● ASSIGNMENT:
A faithful transcription of all lines below is the expected answer.

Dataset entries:
Start of Block

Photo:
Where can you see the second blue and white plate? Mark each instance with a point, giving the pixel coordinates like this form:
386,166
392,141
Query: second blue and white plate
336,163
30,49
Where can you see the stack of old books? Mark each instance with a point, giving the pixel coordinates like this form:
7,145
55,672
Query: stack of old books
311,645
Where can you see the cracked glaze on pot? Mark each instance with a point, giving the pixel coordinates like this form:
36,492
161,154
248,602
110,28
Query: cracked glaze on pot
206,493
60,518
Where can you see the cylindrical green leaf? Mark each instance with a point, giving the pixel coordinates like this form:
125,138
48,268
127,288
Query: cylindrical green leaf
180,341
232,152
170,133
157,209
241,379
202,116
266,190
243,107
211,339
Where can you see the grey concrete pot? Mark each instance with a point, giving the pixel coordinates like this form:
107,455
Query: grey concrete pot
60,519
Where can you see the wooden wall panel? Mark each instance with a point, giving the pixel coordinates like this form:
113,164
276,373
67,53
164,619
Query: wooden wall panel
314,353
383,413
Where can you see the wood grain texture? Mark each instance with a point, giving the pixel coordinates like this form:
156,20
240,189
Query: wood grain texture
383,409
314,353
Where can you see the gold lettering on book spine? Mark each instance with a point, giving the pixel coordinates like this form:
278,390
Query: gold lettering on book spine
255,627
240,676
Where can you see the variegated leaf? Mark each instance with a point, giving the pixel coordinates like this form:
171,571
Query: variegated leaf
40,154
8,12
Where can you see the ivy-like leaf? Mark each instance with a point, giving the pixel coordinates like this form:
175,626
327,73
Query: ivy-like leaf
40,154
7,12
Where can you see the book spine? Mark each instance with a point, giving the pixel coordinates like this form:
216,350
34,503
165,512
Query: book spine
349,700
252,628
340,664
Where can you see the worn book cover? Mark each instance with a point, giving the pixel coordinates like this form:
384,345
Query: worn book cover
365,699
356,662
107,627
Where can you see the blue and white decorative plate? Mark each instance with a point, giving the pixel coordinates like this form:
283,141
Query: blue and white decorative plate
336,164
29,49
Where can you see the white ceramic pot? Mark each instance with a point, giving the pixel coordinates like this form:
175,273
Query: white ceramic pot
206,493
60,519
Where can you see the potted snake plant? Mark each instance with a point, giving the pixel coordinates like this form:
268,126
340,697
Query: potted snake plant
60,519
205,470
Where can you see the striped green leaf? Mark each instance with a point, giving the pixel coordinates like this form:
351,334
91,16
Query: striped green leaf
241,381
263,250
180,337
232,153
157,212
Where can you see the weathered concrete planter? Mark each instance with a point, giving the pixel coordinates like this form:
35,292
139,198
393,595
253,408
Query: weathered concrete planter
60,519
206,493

End of Block

● WRITTEN ANSWER:
Photo:
Where can you see the second blue and white plate? Mark each instance with a point, giving the pixel coordinates like this form:
386,166
392,141
Query: second blue and white plate
336,163
30,49
Where can you see the stack of old books? Mark each instance with a point, giving the pixel coordinates like this form:
7,145
55,672
Query: stack of old books
311,645
Where can you see the cracked glaze on pot? Mark each instance with a point, giving the pixel coordinates like this form:
36,492
161,154
248,602
110,28
Query: cracked glaze on pot
206,493
60,518
Where can you see the cylindrical green leaf? Mark each instance with a point, giving the pixel coordinates like this form:
125,138
48,268
127,288
Query: cylindrical green leaf
180,341
232,152
170,133
157,209
241,379
202,116
266,190
243,107
211,339
Where can you see the grey concrete pot? Mark each instance with a point, giving the pixel coordinates like this form:
107,455
Query: grey concrete pot
60,519
Where can you see the wooden wall panel? Mark each instance with a point, giving the pixel coordinates like this form:
113,164
276,373
67,53
164,619
Query: wooden wall panel
314,353
383,413
Where can you see the wood grain texture? Mark each instance with a point, giving the pixel coordinates like this form:
156,20
240,189
Query: wood grain texture
383,409
314,353
Where can you see the gold lettering on book spine? Mark each instance with a point, giving the pixel coordinates like this form:
278,390
Query: gold lettering on book spine
255,627
240,676
Where can you see the variegated leaf? Mark each instance with a point, giving the pixel coordinates like this form:
171,571
Query: variegated leaf
40,154
8,12
Where can you see the ivy-like leaf? Mark each instance with a point, giving the pixel coordinates like this form:
175,626
327,73
Query: ivy-like leaf
40,154
7,12
Where can you see the book spine? Mark each instance with a point, giving the pixel coordinates like this form:
216,350
34,503
165,512
Query: book spine
349,700
252,628
340,664
Where can you see the worn book cover? Mark each instance with a point, giving the pixel coordinates like this form:
384,345
Query: worn book cover
365,699
356,662
107,627
Where can you see the blue and white decorative plate? Mark each instance with a point, giving the pixel coordinates like this form:
283,141
Query: blue and white decorative plate
336,164
29,49
Where can you see the white ceramic pot? Mark each instance with a point, giving the pixel coordinates like this form:
175,273
Query: white ceramic pot
206,493
60,519
Where can you see the potted snake plant? Mark each instance with a point, giving the pixel coordinates like this form:
268,126
340,697
Query: potted snake plant
60,519
205,470
Where can you see the striped green leaf? Mark each instance with a point, giving the pixel coordinates like this form:
351,334
91,16
Query: striped green leaf
241,381
263,250
180,337
232,153
157,212
Where can you see the weathered concrete planter? Mark each instance with a point, giving the pixel coordinates like this form:
35,292
139,198
393,595
253,408
Query: weathered concrete planter
60,519
206,493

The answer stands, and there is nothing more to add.